COSA PRODURRE | In base all'articolo sulla sessualità delle persone con disabilità, perché ai caregiver andrebbe spiegato che non bisogna evitare di parlare di sessualità con i propri figli? Rispondi in una-tre frasi.

TESTO DA LEGGERE |

Nuovo appuntamento con la rubrica Spazio Psicologico in collaborazione con l’associazione Psicologi Liberi Professionisti

Miriam Caridi – Psicologa e Psicoterapeuta – Socia PLP

 

“La persona con disabilità non ha in sé le capacità necessarie per imparare la sessualità”.

“La persona con disabilità non ha gli stessi bisogni, desideri e sentimenti della persona normodotata”.

“La persona con disabilità non ha impulsi sessuali controllati e di conseguenza manca di inibizione e indulge in comportamenti immorali”.

NIENTE DI PIU’ FALSO!

Nell’immaginario collettivo le persone con disabilità vengono viste come eterni bambini, quasi asessuati, oppure come iper-sessuati e molto spesso si pensa che educarli alla sessualità possa stimolarle eccessivamente e indurle in attività sessuali che altrimenti non metterebbero in atto.

Questa convinzione sembrerebbe essere il risultato di una visione della sessualità che è spesso idealizzata e stereotipata e che esclude coloro che non si allineano ad uno specifico modello fisico e mentale. Vivere una sessualità appagante è, invece, un diritto che accomuna ogni essere umano. È un diritto uguale per tutti i cittadini, senza differenze legate all’orientamento, all’identità di genere, ai “gusti” sessuali e alle condizioni personali e sociali.

Per educare persone con disabilità alla sessualità non dovrebbe essere necessario pensare a modelli “speciali”, ma si potrebbe fare riferimento ad un modello di educazione “tipico”, su misura del singolo, attraverso l’utilizzo di stili e modalità appropriate alle esigenze e ai limiti personali.

Per ottenere ciò dovremmo iniziare a riconoscere come tutti, indipendentemente dalle condizioni fisiche e mentali, abbiano bisogno di esercitare il proprio diritto di amare ed essere amati, di provare emozioni, di desiderare l’intimità e le coccole, di esprimere e vivere appieno la propria dimensione affettiva e sessuale.

Risulterebbe fondamentale lavorare, in primis, sull’individuo stesso, rafforzando la consapevolezza del proprio corpo e la propria identità sessuale, dando gli strumenti adatti per sviluppare competenze e gestire le relazioni intime, accrescendo il riconoscimento delle emozioni e le norme di comportamento sociale adeguato.

Parallelamente bisognerebbe lavorare con i caregivers, fornendo loro sia informazioni utili per conoscere e comprendere il significato dei gesti, delle parole, degli atteggiamenti dei propri figli e sia strumenti e soluzioni adeguate per gestirne al meglio la sfera affettiva e relazionale. L’obiettivo dovrebbe anche essere quello di aiutarli a superare le molteplici paure e preoccupazioni legate alle occasioni di incontro con l’altro, spiegando loro che non parlare di sessualità equivarrebbe a legittimare i propri figli ad avere condotte a rischio e che, frustrare costantemente un bisogno di piacere, equivarrebbe solo a generare ansia e comportamenti aggressivi.

Non meno importante sarebbe l’intervento sul contesto sociale, sensibilizzando tutta la comunità e promuovendo un dialogo aperto e onesto sull’argomento.

Sebbene la sfida sia grande, risulta doverosa. È tempo di affrontare questi tabù e di riconoscere che la sessualità nelle persone con disabilità non è un “problema” da risolvere, ma una dimensione dell’esistenza da comprendere, accettare e sostenere. In questo modo, potremo avanzare verso una società più giusta ed inclusiva, dove ogni individuo è valorizzato nella sua unicità e diversità.

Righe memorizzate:
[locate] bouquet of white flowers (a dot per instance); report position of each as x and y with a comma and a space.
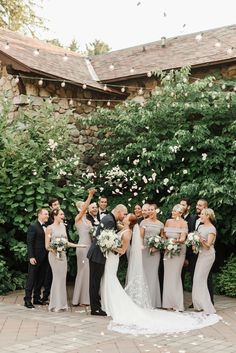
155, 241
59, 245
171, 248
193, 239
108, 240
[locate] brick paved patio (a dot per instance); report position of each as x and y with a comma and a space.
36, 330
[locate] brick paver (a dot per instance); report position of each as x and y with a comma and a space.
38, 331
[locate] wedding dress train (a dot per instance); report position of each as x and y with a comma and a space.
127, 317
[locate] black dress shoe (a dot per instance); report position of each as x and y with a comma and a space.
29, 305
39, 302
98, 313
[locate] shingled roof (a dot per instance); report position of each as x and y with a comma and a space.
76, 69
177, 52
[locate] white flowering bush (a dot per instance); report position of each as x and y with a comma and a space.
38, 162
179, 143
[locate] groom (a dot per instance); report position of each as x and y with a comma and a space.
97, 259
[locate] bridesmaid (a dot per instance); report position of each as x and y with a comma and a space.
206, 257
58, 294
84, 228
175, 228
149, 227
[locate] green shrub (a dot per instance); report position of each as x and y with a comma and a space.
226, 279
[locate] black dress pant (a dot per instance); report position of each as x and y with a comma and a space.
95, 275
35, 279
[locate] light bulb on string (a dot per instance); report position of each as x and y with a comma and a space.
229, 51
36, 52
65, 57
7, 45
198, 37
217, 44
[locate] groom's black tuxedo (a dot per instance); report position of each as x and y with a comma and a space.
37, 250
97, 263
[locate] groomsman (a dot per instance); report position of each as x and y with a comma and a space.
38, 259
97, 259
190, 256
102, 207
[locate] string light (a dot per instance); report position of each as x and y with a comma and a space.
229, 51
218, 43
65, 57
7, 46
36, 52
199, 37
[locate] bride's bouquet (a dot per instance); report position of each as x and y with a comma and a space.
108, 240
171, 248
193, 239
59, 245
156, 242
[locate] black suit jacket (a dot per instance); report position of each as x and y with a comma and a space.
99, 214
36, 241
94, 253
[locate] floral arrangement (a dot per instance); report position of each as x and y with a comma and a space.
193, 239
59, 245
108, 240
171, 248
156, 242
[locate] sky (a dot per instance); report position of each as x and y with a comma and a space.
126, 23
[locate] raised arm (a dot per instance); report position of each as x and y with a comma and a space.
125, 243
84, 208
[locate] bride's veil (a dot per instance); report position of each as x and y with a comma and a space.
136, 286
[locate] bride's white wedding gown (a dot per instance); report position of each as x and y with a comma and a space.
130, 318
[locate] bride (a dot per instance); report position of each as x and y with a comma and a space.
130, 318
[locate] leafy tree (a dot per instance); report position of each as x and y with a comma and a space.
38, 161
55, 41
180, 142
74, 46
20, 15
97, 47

RISPOSTA ESERCIZIO | Non parlare di sessualità equivarrebbe a legittimare i figli ad avere condotte a rischio. Inoltre, frustrare costantemente un bisogno di piacere genererebbe solo ansia e comportamenti aggressivi.